» Challenge: Restate each of the lines given below, word for word.

» Rows:
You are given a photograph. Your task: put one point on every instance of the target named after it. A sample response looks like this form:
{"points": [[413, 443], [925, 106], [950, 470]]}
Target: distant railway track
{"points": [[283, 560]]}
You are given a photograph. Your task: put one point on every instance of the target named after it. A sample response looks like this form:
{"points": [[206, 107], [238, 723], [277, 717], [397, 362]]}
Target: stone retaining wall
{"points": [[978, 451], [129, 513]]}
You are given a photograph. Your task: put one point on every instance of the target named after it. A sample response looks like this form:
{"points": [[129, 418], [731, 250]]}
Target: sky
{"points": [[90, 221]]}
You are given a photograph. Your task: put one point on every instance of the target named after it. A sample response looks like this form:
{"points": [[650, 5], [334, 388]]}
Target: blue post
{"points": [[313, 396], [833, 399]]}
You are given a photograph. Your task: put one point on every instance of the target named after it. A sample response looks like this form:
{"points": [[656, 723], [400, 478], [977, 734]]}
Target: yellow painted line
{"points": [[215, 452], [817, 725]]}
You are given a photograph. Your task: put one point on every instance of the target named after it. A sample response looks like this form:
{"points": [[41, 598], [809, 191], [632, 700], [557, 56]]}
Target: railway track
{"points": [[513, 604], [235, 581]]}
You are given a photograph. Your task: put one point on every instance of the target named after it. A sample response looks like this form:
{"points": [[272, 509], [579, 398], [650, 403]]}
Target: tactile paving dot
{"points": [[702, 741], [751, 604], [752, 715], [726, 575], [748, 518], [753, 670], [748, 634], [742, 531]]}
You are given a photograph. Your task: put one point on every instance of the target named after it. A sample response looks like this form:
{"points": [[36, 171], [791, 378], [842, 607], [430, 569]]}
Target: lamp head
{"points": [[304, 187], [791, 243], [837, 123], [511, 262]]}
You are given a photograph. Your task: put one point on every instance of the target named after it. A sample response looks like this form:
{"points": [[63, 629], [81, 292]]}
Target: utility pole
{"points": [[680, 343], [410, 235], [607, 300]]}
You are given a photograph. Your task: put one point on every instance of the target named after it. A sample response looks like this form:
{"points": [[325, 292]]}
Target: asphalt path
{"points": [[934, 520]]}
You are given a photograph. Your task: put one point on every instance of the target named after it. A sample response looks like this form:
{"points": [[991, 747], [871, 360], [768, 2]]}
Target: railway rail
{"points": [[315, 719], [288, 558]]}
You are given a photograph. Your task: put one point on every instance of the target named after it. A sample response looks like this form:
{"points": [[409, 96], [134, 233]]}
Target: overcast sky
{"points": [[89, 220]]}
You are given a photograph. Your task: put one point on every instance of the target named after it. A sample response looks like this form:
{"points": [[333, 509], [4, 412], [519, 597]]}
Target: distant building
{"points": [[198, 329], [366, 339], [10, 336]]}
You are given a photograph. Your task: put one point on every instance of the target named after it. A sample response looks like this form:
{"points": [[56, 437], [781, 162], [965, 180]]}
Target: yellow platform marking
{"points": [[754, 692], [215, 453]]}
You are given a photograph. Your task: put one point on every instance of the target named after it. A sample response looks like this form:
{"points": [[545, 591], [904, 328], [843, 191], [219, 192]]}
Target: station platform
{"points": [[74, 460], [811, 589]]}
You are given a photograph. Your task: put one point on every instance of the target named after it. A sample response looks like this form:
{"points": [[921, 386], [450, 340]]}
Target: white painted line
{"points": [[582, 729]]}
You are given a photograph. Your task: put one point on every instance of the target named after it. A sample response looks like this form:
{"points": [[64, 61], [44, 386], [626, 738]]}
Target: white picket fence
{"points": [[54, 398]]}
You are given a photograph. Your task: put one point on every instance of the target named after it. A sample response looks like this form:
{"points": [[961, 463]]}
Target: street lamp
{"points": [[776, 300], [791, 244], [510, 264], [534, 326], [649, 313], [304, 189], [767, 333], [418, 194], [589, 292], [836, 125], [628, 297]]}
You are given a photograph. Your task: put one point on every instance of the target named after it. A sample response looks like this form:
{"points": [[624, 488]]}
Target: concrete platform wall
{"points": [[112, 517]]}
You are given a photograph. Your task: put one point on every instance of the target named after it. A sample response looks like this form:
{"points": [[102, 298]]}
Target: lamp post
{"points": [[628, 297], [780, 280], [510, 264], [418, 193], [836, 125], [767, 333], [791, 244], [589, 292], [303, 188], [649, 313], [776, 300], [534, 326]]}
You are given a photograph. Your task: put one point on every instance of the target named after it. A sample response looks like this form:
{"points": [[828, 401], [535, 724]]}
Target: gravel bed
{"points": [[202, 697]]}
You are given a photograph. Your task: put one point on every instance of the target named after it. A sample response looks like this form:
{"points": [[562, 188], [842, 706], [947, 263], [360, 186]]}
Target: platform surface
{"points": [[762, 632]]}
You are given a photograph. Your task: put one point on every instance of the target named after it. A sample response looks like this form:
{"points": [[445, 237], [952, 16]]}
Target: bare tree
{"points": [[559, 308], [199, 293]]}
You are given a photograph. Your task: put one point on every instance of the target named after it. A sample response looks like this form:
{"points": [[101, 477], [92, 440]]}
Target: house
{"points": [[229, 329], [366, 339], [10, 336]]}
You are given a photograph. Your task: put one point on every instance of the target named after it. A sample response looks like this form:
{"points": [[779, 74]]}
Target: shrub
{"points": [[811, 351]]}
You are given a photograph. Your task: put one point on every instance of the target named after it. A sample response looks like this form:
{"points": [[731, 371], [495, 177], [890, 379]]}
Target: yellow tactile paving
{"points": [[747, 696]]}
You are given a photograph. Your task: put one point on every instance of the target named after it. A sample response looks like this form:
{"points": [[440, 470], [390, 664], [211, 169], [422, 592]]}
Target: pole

» Answer to this task:
You are given a photograph. Your task: put one point on every instance of the target named after it. A sample response looks like this form:
{"points": [[413, 443], [925, 106], [950, 470]]}
Target: distant railway track
{"points": [[283, 560]]}
You are given a photograph. Your task: put one point on every instance of the target named after it. A sample response looks like this form:
{"points": [[206, 107], [238, 723], [277, 717], [397, 362]]}
Target: stone retaining wall
{"points": [[978, 451], [129, 513]]}
You are given a photograph. Your task: put one point on every instance of the target named after it. A sample response looks like this form:
{"points": [[129, 418], [731, 250]]}
Target: sky
{"points": [[90, 221]]}
You are given a photograph. Your task: put one point on every instance of the target named after it. A sample response looks like this form:
{"points": [[650, 5], [334, 388]]}
Target: blue post
{"points": [[313, 396], [833, 399]]}
You are given a photograph. Your task: put one point on every instance of the target named after it. A sample response looks like this form:
{"points": [[656, 723], [400, 478], [977, 734]]}
Target: yellow painted line
{"points": [[215, 452], [817, 725]]}
You are given a photograph. Your task: put one point on every instance of the target named after it. A sample response looks like this form:
{"points": [[41, 598], [809, 191], [632, 700], [557, 56]]}
Target: railway track
{"points": [[513, 604], [235, 581]]}
You are given a photograph. Your task: put one point on every instance of the target named after it. A sample response looks like this form:
{"points": [[272, 509], [579, 398], [650, 403]]}
Target: tactile paving dot
{"points": [[702, 741], [751, 604], [752, 715], [726, 575], [748, 518], [753, 670], [748, 634], [742, 531]]}
You are given a photograph. Your task: put one point on every instance of the target named after it. A sample response looks like this form:
{"points": [[36, 171], [791, 378], [842, 607], [430, 569]]}
Target: lamp head
{"points": [[304, 187], [791, 243], [837, 123], [511, 262]]}
You are given a photograph. Your task: put one point on every instance of the target named after it. A sample response looks like this form:
{"points": [[63, 629], [81, 292]]}
Target: utility pole
{"points": [[680, 343], [410, 235], [607, 300]]}
You are given a photograph. Your task: put one point on every instance of the target named after it. A sample response looks like this form:
{"points": [[325, 292]]}
Target: asphalt path
{"points": [[934, 520]]}
You are given a photograph. Your task: put one point on every instance of the target named after it. A sample response looks like this form:
{"points": [[991, 747], [871, 360], [768, 2]]}
Target: railway rail
{"points": [[315, 719], [288, 558]]}
You are given a photograph. Your task: put one point on every instance of the target named after it. A sample response looks like this form:
{"points": [[409, 96], [134, 233]]}
Target: overcast sky
{"points": [[89, 220]]}
You are given a photograph. Your task: put one point on every instance of the target named after it. A sample response looks like this form:
{"points": [[333, 509], [4, 412], [519, 597]]}
Target: distant building
{"points": [[198, 329], [366, 339], [10, 336]]}
You are given a photograph. Your task: put one point on every instance of the target named after it. A sample response looks like this form:
{"points": [[56, 437], [781, 162], [965, 180]]}
Target: yellow platform marking
{"points": [[754, 692], [215, 453]]}
You are given a photograph. Your task: put one point on every instance of the target named after it. A sample response looks like this form:
{"points": [[545, 591], [904, 328], [843, 191], [219, 192]]}
Target: station platform
{"points": [[74, 460], [811, 589]]}
You are given a photograph. Your task: put one point on every instance of the target named after it. A sample response looks like this form:
{"points": [[921, 386], [450, 340]]}
Target: white painted line
{"points": [[582, 729]]}
You are given a photograph. Your task: put one point on every instance of the target named after it. A sample response looks like this form:
{"points": [[64, 61], [44, 386], [626, 738]]}
Target: white picket fence
{"points": [[54, 398]]}
You are given a photograph. Your task: put one point on every instance of the target named after it. A sample response looks like this form:
{"points": [[961, 463]]}
Target: street lamp
{"points": [[776, 300], [791, 244], [510, 264], [534, 326], [649, 313], [304, 189], [767, 333], [418, 194], [589, 292], [836, 125], [628, 297]]}
You are given a photograph. Your task: put one point on every instance of the target named after it. A sample response looks like this form:
{"points": [[624, 488]]}
Target: concrete platform wall
{"points": [[112, 517]]}
You are given a photograph. Your task: put one point on every instance of the target named after it. A sample response looks like this form:
{"points": [[102, 298]]}
Target: lamp post
{"points": [[628, 297], [780, 280], [510, 264], [418, 193], [836, 125], [767, 333], [791, 244], [589, 292], [303, 188], [649, 313], [776, 300], [534, 326]]}
You are given a photograph. Your task: put one point on every instance of the target named after it. A sample response looks like this form:
{"points": [[828, 401], [535, 724]]}
Target: gravel bed
{"points": [[202, 697]]}
You are given a photograph. Your task: put one point on every instance of the target named after it. A sample response looks like this form:
{"points": [[562, 188], [842, 706], [947, 263], [360, 186]]}
Target: platform surface
{"points": [[762, 632]]}
You are given a photograph. Your task: put one point on every instance of the target named after it. A sample response looks like this form:
{"points": [[445, 237], [952, 16]]}
Target: bare tree
{"points": [[559, 308], [199, 293]]}
You are given a photograph. Your task: put one point on every instance of the target named after it. A sample response looks like this form:
{"points": [[101, 477], [92, 440]]}
Target: house
{"points": [[229, 329], [366, 339], [10, 336]]}
You are given a photograph. Your task: put one point on every instance of the target named after it. A sample response looks like this form:
{"points": [[779, 74]]}
Target: shrub
{"points": [[811, 351]]}
You are given a photograph. Your task: put one point on every instance of the target named after it. A sample response looks like this form:
{"points": [[731, 371], [495, 177], [890, 379]]}
Target: yellow tactile paving
{"points": [[747, 696]]}
You are given a photograph. Your task: put one point on every instance of the target named after it. A sample response looks like this form:
{"points": [[440, 470], [390, 664], [211, 169], [422, 592]]}
Target: pole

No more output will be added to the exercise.